--- EXERCISE AIM ---
Give back the line where "hot dog bun" appears and all the lines after it until the listing ends, unchanged and with nothing else.

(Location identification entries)

════

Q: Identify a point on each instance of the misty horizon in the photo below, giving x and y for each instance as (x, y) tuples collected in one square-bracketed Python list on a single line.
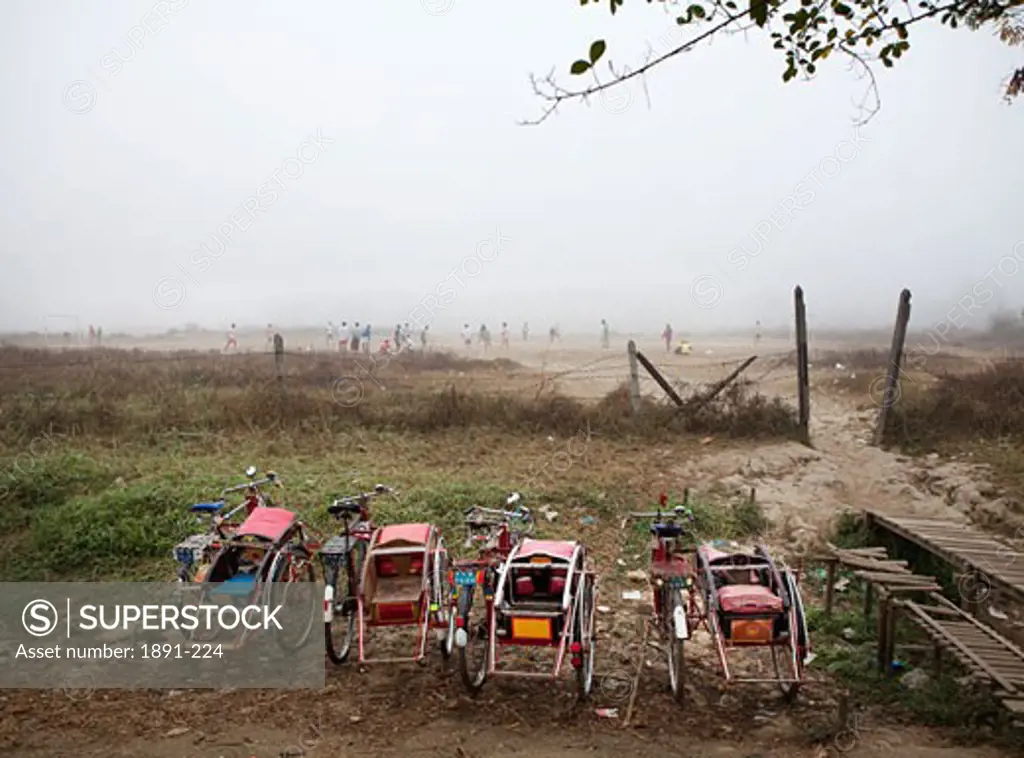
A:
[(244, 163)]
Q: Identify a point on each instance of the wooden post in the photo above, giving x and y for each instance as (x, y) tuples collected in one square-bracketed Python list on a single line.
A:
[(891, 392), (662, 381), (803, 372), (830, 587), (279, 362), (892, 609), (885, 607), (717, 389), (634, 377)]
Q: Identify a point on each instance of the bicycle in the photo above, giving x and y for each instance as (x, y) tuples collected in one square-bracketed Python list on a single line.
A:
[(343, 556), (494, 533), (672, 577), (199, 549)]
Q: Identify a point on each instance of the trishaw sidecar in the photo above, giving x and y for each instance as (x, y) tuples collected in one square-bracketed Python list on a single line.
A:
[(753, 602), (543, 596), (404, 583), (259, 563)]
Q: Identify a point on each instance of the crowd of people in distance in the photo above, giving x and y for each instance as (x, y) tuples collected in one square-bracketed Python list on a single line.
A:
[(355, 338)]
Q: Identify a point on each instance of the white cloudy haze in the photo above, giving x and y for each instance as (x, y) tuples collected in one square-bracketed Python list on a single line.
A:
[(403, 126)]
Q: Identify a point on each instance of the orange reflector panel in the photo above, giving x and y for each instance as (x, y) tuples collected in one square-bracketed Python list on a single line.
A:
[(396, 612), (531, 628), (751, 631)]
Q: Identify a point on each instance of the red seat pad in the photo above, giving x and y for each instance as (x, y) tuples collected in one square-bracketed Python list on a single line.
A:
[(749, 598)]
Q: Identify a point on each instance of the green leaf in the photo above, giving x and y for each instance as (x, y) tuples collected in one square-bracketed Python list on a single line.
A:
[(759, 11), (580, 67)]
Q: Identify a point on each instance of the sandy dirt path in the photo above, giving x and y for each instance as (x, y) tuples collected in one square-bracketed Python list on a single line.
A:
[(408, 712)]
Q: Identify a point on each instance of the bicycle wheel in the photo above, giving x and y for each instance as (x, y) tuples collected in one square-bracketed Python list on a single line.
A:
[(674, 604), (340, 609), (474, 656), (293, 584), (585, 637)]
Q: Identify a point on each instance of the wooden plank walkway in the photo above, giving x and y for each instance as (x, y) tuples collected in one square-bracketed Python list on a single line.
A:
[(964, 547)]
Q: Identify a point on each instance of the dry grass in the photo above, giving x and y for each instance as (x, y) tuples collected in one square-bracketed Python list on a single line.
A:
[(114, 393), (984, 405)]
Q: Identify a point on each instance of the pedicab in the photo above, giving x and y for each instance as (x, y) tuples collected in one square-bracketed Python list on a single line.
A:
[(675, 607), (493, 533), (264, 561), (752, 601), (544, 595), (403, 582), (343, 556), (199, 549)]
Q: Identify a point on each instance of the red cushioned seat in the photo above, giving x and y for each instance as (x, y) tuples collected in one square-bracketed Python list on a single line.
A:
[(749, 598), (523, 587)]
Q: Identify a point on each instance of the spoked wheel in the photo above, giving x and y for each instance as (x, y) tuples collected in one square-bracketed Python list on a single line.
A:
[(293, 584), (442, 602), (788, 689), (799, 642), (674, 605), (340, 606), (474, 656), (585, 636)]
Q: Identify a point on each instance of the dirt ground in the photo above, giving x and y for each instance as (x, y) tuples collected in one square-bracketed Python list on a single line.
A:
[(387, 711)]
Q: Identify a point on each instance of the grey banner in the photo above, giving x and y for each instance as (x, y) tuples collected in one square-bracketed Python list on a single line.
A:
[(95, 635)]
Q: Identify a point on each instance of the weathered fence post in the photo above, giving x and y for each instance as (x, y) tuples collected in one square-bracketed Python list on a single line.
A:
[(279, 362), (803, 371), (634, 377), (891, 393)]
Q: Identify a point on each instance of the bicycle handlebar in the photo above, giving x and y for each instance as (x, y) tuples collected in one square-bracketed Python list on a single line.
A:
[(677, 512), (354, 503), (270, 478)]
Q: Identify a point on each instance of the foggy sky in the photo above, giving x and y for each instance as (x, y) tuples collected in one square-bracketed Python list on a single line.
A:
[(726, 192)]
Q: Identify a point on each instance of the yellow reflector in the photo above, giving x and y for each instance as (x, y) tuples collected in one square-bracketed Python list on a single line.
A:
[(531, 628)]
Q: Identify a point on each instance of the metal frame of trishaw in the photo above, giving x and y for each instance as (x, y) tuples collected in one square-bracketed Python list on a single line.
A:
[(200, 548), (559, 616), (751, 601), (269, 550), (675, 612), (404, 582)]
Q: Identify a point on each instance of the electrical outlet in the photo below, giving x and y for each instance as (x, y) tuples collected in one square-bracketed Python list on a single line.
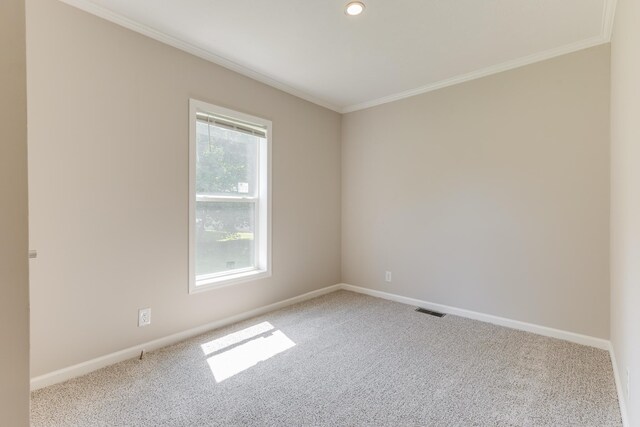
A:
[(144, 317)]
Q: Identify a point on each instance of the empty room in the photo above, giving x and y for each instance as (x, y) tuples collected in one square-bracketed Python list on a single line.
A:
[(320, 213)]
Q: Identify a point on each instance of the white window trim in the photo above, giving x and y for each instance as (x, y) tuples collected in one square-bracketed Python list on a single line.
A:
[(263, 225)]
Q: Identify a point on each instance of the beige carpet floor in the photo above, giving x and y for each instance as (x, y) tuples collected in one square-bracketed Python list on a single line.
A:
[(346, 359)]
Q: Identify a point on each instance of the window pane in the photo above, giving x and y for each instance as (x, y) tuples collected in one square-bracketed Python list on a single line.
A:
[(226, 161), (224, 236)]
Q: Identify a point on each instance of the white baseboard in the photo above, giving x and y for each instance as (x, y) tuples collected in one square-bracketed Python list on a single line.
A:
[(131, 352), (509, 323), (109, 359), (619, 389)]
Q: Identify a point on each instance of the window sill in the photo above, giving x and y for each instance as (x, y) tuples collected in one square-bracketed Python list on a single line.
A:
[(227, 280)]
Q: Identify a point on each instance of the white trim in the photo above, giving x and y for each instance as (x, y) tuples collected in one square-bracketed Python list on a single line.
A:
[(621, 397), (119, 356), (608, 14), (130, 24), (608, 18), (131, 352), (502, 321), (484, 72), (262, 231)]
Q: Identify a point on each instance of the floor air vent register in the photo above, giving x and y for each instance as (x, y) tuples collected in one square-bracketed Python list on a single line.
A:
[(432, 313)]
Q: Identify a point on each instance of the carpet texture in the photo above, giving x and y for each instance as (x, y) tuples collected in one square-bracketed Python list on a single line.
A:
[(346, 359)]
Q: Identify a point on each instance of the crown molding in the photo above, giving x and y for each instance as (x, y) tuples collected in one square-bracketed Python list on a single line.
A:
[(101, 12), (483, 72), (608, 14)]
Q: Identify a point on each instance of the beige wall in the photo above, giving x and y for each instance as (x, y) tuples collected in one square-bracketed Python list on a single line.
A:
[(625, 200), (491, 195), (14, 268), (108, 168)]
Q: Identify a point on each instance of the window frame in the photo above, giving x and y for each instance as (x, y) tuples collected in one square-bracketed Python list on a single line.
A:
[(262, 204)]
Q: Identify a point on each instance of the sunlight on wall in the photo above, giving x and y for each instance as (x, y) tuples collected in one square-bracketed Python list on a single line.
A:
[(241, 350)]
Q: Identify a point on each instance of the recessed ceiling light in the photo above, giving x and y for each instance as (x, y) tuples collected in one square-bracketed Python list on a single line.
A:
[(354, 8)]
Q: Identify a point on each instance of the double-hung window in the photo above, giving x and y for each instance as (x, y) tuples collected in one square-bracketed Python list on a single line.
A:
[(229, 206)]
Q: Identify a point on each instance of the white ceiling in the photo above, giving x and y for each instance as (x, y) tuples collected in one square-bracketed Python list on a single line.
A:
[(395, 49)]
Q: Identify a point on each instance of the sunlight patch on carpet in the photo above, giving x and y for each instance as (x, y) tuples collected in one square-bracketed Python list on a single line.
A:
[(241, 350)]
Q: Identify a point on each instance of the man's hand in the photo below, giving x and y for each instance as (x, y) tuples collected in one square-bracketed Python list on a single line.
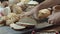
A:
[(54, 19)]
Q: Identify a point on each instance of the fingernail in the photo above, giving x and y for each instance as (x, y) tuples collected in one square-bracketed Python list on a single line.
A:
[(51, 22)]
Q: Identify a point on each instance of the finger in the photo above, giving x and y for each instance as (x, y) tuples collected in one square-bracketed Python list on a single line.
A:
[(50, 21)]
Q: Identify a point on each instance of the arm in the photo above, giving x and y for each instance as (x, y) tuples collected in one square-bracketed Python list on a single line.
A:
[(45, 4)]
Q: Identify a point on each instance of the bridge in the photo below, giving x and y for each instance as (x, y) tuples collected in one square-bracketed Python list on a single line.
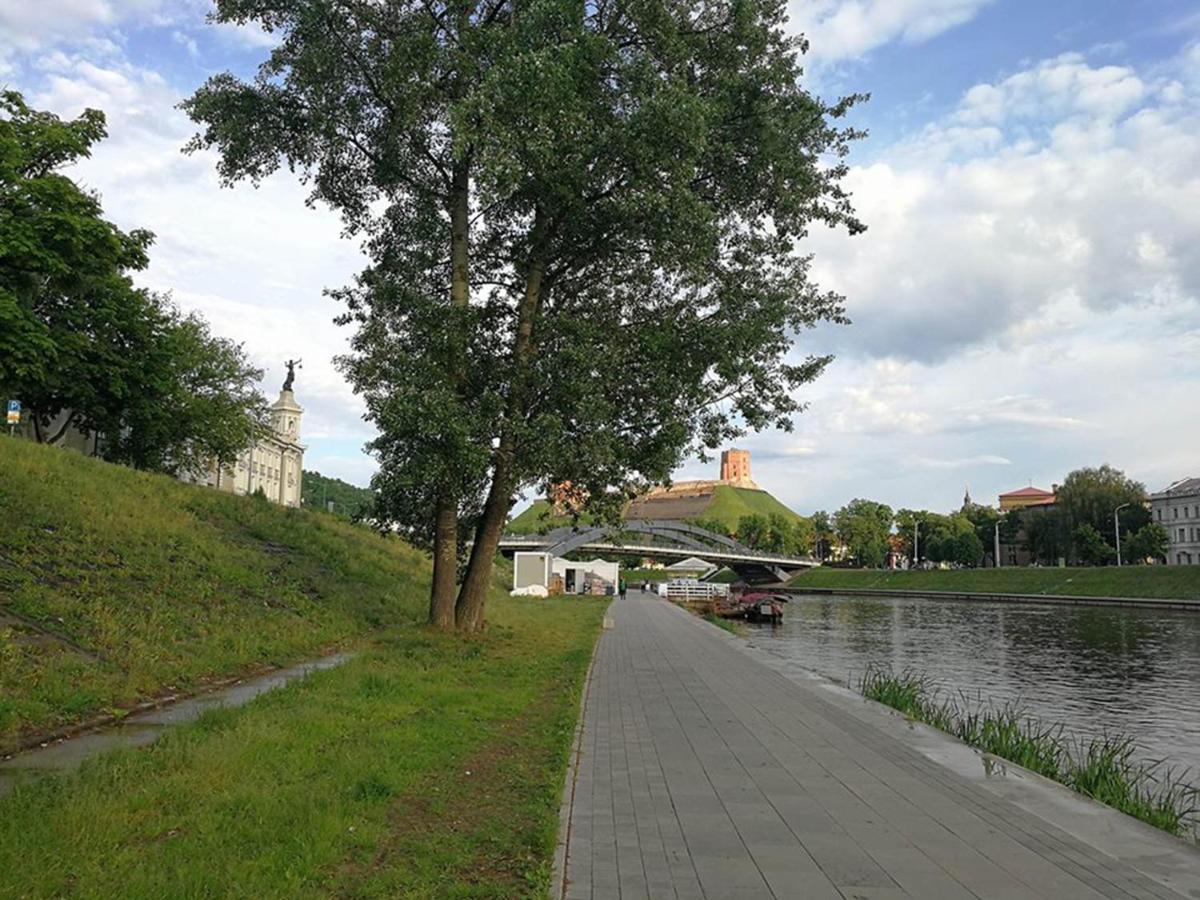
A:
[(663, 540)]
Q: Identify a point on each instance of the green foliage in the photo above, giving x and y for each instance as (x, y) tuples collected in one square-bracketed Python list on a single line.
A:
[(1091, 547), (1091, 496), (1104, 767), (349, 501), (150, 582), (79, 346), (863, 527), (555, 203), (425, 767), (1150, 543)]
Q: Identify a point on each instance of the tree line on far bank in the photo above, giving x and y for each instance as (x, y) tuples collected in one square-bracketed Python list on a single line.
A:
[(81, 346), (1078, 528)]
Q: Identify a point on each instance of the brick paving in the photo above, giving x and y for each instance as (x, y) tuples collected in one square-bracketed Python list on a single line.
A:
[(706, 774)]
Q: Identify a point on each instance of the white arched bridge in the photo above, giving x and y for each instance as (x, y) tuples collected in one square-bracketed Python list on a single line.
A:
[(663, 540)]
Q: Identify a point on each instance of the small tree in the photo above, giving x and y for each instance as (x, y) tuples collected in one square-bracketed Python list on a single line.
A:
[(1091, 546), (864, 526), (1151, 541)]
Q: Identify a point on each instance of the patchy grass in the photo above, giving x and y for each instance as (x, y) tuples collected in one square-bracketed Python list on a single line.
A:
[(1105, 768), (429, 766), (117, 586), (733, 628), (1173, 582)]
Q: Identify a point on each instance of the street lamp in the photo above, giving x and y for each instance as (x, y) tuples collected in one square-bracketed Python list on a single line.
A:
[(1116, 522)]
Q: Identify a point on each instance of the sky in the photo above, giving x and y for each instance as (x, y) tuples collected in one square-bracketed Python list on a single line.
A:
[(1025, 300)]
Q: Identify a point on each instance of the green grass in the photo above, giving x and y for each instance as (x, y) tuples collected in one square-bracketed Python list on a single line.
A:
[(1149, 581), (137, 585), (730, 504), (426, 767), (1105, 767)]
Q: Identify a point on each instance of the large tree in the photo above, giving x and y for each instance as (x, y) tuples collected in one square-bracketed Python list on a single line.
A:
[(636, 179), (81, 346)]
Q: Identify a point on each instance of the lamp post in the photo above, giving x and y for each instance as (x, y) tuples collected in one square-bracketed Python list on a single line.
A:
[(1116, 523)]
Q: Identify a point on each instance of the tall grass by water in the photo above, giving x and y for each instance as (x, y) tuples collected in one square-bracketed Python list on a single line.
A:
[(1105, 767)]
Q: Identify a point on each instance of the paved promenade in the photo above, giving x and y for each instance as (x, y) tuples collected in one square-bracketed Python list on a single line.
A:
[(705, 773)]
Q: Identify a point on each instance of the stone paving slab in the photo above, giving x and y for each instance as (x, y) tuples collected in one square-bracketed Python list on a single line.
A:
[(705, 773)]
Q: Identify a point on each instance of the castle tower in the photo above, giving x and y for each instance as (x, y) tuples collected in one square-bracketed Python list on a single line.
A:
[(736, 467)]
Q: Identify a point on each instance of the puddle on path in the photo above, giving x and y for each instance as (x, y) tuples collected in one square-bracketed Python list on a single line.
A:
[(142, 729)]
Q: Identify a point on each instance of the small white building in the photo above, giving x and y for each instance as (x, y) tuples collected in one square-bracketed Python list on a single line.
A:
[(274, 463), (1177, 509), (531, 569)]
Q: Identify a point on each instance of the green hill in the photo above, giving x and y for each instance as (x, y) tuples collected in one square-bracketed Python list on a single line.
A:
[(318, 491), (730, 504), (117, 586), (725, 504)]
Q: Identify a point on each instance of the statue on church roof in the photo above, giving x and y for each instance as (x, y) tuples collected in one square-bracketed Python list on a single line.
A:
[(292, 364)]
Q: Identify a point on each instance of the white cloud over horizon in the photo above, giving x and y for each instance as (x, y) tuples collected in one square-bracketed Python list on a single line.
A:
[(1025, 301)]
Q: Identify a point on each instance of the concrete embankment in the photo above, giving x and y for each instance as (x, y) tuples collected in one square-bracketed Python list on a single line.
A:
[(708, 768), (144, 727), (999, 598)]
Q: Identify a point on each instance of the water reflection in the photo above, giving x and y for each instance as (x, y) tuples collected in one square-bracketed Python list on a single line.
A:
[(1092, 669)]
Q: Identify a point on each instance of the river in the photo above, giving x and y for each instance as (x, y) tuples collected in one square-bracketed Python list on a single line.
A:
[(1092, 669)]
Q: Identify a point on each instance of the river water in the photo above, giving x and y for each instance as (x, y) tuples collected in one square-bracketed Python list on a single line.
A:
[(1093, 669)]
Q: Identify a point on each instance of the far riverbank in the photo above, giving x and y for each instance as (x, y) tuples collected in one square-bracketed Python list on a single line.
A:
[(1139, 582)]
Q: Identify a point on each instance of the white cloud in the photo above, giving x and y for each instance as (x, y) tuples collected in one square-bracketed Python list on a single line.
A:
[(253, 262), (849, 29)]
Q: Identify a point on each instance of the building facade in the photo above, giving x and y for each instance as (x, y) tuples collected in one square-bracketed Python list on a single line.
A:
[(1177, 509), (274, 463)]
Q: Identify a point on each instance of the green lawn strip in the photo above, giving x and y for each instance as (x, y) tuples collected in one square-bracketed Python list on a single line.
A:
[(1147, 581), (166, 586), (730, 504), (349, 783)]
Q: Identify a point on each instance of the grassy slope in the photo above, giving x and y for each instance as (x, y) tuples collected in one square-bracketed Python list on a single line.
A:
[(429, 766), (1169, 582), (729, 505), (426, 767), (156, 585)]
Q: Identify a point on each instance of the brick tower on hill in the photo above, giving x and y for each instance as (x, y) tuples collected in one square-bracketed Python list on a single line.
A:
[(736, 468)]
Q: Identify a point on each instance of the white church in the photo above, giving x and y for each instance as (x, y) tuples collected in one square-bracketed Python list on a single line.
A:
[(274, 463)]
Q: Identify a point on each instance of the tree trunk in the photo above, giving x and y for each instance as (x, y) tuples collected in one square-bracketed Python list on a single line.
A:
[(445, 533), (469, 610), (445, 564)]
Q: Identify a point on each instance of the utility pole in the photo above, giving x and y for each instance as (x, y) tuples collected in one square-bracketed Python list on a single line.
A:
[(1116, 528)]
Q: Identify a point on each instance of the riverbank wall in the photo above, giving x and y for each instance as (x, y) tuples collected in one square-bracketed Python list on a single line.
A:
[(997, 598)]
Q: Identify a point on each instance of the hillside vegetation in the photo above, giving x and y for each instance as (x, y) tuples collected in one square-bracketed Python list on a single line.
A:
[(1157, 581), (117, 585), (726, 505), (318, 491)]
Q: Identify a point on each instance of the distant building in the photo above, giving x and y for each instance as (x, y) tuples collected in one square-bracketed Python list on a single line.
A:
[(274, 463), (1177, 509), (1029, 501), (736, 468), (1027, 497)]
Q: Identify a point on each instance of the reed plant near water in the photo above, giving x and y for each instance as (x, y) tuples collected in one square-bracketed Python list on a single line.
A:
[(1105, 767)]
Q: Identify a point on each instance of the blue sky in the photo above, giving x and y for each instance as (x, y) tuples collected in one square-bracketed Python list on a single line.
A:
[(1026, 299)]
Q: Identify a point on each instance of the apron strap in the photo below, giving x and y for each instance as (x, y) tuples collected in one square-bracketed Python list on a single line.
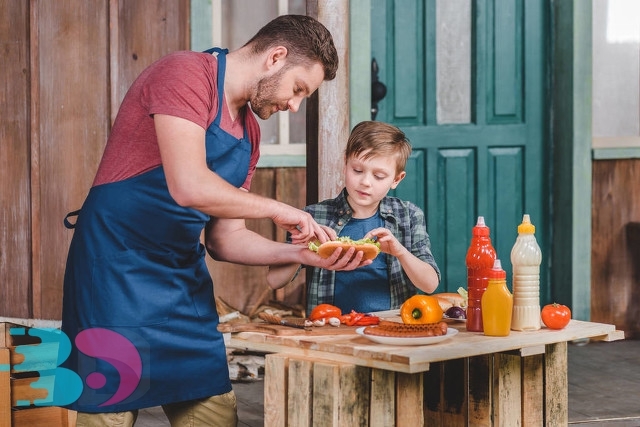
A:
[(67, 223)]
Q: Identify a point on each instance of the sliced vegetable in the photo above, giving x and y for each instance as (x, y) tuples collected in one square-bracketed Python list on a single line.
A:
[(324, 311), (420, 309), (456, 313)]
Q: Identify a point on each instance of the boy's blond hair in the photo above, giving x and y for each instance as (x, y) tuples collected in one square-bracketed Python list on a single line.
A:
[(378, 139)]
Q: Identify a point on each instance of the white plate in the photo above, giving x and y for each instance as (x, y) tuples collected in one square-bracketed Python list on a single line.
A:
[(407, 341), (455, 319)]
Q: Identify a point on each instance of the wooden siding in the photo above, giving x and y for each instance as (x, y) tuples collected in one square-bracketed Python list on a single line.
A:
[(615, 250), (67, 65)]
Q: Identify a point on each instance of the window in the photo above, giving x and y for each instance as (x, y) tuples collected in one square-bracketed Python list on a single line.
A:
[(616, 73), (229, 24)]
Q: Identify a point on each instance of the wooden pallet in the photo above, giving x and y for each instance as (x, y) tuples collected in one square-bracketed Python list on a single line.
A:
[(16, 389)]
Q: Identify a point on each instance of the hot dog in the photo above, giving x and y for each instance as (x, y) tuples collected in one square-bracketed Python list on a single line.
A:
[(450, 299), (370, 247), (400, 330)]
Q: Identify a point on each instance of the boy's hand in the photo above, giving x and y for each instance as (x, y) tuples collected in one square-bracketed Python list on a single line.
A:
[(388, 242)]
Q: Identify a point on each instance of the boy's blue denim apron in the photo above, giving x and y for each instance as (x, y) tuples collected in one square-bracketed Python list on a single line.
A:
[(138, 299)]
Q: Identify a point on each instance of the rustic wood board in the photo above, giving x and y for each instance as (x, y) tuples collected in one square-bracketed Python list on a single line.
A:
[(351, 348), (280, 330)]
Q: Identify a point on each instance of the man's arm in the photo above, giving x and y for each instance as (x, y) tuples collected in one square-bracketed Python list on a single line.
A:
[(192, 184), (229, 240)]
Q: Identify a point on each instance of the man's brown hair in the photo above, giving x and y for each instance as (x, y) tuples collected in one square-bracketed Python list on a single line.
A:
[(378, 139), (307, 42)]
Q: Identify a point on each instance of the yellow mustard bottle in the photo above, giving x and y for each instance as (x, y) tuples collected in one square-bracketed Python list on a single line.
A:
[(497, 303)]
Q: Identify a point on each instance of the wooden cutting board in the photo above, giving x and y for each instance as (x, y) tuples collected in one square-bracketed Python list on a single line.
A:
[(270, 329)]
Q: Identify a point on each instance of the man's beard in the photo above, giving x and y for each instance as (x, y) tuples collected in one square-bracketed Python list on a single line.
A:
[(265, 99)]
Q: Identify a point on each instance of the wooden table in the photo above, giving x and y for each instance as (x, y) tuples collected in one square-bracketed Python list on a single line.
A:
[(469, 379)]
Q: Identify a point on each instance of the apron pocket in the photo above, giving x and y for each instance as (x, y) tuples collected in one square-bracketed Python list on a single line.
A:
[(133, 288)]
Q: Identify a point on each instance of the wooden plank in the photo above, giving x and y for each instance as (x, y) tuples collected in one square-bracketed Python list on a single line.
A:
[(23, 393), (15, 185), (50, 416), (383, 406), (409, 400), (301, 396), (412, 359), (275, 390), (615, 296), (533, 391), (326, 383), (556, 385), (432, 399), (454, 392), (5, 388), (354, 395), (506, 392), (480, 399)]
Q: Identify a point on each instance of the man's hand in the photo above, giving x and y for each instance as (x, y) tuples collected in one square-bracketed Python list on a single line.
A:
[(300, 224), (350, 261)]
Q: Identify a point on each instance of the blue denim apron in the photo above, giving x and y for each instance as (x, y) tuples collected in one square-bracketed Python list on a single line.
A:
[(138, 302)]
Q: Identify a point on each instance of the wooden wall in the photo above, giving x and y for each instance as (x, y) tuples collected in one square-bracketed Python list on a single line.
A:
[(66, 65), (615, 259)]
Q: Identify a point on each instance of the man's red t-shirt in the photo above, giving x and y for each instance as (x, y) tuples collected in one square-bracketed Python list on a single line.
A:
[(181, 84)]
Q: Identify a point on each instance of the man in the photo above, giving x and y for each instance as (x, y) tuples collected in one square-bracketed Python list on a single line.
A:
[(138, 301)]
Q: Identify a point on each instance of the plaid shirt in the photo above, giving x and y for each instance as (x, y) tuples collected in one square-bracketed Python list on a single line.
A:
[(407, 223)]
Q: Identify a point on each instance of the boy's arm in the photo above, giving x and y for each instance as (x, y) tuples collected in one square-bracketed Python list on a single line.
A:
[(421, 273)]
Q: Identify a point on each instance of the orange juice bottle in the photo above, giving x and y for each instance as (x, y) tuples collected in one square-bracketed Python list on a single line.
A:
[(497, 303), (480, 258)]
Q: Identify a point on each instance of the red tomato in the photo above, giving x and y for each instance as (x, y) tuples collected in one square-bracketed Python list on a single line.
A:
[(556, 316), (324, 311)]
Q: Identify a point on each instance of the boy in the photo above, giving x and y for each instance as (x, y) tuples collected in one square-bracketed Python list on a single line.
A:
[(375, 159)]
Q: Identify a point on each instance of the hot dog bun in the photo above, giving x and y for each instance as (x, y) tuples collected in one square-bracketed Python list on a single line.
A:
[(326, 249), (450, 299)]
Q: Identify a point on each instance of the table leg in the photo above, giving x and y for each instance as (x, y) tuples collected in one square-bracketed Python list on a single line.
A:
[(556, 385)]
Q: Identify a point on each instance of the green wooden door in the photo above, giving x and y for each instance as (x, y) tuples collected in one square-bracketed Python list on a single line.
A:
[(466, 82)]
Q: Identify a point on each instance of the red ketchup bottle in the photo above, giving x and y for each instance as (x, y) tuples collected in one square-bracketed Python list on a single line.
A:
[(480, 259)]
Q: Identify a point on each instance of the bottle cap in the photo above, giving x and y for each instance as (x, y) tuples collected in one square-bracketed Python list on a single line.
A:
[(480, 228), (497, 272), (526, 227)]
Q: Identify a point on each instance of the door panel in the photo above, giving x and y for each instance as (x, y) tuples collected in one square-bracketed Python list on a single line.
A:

════

--- SOLUTION TO THIS EXERCISE ---
Q: Identify a point on each instance of the hot dog bun in the photo above, giving x and y for each instance as (x, y) tuples collected in one square-bracketed Python list on a single line.
A:
[(326, 249), (450, 299)]
Q: Identify a point on each instance of the table leg in the photo above, giving x and y for each instance as (x, y) tuples collected in one square-bracketed Python list on a single line.
A:
[(556, 385)]
Q: Identify a point on each instance of the green wooden door in the photo above, giving x and y for each instance as (x, y) tuples collected in one square-bracketed Python list on a single line.
A:
[(466, 82)]
Q: Identify a point on each instance of the red ketchup bottle in the photo above, giving x and y for each instance as (x, y) tuples collected in one square-bracketed Python list on a single line.
A:
[(480, 259)]
Q: Identify a point on each instance of the bottle cap in the photo above, giving x and y for each instance as (x, y) tuples collected in one square-bracketed Python list on a single line.
A:
[(480, 228), (497, 272), (526, 227)]
Q: Identify a point on each instance of the door panel in the photo above, giving x and y for each instance as (x, y) tuples collected in one square-bracketed Python list on a single line.
A:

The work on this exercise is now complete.